# Lake Erie Chrome



## bigduck10 (Feb 15, 2009)

Great last two days up on the Erie Tribs. Last fish was 31 inches 11 pounds. Took me close to 20 minutes to get the fish in. What a fight.


----------



## Sharp Charge (Jun 24, 2009)

Great fish!


----------



## fishon (Apr 20, 2004)

Nice job there... them males sure are something this year!

Frank Z


----------



## Golden1 (Jun 27, 2009)

Great job,, its great getting them on a fly rod...good fishing to all


----------



## TheCream (Mar 19, 2009)

Nice! Love the steelhead!


----------



## Clayton (Oct 7, 2008)

I'm gonna try that this weekend, brave the crowds and all that jazz. wish me luck


----------



## bigduck10 (Feb 15, 2009)

Clayton,
There were lot's of people around on Wed. With the weather this weekend it will be busy. The water was in good shape. Connueaunt Creek came up on Tuesday and Wed due to Mondays rain and was moving pretty good.

- [EXERCISE GOAL]
In the fishing thread above, why does the last post say Connueaunt Creek came up on Tuesday and Wednesday? Answer in one to three sentences.

- [MATERIAL SHOWN]
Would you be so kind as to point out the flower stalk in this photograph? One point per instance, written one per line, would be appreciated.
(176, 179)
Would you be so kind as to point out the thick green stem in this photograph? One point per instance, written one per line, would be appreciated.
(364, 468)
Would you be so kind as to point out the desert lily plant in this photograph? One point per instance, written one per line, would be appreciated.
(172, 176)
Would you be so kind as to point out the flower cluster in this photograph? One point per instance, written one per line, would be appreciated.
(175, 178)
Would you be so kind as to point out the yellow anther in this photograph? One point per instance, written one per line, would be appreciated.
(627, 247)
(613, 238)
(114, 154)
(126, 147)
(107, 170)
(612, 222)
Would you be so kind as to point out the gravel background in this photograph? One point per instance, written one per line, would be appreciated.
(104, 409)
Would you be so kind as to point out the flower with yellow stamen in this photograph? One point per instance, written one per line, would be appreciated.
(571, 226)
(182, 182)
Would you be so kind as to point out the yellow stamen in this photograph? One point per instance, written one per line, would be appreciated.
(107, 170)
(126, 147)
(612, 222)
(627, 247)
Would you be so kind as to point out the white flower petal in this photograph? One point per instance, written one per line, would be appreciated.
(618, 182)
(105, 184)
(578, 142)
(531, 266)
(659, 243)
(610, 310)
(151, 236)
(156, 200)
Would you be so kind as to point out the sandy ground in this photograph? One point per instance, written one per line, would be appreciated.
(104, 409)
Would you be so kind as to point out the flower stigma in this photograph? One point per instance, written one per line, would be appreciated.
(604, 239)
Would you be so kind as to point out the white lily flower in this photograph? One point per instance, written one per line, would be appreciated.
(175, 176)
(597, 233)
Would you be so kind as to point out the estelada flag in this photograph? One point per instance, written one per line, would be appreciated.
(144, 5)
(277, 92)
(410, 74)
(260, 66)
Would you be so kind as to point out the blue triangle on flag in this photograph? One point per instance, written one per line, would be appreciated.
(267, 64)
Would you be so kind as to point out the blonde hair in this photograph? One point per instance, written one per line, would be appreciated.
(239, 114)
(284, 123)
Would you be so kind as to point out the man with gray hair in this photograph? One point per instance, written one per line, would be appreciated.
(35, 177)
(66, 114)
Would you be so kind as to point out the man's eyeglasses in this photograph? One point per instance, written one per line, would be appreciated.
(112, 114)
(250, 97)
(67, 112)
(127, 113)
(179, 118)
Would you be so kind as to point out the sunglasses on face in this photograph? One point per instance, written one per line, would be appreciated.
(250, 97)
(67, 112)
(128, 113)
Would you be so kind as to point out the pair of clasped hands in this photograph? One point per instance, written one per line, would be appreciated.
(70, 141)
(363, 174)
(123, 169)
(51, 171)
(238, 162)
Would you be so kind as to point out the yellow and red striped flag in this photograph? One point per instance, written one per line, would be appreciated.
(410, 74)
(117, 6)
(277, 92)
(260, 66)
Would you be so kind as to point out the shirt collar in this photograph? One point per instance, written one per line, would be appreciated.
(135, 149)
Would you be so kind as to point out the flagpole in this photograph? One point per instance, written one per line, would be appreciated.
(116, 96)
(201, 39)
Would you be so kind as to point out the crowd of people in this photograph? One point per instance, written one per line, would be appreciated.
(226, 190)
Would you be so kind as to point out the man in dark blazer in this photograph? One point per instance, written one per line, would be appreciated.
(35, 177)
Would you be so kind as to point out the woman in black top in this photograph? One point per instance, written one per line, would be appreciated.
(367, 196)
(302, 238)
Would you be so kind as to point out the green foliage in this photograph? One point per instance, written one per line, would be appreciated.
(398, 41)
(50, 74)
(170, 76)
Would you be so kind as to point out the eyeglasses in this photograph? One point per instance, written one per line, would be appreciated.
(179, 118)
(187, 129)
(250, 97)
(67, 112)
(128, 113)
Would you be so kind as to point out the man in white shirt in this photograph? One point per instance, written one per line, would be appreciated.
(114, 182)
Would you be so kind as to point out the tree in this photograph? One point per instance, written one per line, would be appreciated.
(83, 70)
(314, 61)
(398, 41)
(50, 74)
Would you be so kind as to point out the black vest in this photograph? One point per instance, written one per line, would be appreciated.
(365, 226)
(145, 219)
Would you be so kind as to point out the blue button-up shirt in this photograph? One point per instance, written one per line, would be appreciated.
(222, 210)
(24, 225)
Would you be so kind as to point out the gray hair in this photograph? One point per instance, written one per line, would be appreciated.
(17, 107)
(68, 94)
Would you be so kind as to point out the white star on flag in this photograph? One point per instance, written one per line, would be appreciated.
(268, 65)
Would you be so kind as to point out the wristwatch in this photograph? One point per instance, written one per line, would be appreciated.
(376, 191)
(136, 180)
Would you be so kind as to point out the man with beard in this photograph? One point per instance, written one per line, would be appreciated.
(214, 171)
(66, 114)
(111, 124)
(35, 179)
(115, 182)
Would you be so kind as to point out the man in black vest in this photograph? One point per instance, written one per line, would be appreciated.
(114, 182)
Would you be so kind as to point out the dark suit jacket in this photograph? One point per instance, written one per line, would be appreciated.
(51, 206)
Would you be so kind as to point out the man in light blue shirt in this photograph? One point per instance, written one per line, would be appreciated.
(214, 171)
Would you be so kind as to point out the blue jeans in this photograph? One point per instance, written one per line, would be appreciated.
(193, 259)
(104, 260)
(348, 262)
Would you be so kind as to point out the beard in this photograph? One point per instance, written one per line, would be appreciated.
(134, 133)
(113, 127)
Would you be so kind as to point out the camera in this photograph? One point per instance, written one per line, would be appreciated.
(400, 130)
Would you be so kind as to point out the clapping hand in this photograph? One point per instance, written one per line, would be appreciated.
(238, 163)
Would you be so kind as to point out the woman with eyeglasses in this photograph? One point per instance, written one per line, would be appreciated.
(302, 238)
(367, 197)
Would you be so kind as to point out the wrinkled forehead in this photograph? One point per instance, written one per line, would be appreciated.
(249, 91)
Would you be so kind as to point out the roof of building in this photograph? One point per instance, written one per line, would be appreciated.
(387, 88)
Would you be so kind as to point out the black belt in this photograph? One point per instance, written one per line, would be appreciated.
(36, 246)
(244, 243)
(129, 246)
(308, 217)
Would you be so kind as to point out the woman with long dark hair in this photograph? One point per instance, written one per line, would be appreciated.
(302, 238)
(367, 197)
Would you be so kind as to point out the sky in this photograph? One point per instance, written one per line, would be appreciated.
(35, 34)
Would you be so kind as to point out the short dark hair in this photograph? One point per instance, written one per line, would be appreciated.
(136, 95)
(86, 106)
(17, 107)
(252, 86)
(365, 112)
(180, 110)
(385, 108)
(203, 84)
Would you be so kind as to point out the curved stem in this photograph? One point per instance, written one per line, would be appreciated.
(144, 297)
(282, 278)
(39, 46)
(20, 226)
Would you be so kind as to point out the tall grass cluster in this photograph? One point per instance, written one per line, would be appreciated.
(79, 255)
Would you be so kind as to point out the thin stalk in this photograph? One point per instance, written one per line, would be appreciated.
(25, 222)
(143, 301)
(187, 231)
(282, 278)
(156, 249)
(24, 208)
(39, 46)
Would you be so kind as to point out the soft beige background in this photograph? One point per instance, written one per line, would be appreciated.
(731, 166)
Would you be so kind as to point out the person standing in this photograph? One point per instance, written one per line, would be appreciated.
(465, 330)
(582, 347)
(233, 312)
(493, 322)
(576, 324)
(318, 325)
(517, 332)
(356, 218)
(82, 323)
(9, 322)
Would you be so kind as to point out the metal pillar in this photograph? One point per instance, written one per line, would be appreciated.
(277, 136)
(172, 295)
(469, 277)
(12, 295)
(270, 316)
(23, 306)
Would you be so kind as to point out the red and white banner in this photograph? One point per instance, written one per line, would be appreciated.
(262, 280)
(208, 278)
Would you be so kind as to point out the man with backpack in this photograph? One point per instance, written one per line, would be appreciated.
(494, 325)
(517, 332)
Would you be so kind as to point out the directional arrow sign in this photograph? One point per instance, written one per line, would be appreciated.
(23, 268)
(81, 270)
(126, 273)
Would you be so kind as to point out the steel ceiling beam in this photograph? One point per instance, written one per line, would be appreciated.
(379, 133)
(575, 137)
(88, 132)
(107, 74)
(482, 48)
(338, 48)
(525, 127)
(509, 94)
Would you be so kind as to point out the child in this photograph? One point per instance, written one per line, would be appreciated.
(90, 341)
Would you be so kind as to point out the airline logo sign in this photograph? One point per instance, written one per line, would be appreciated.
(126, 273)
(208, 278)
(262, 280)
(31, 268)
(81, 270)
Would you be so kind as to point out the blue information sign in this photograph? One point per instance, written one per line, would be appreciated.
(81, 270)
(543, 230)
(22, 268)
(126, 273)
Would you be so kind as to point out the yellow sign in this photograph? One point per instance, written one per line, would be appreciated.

- [COMPLETE ANSWER]
The creek came up on Tuesday and Wednesday because of Monday's rain. As a result, it was moving pretty good.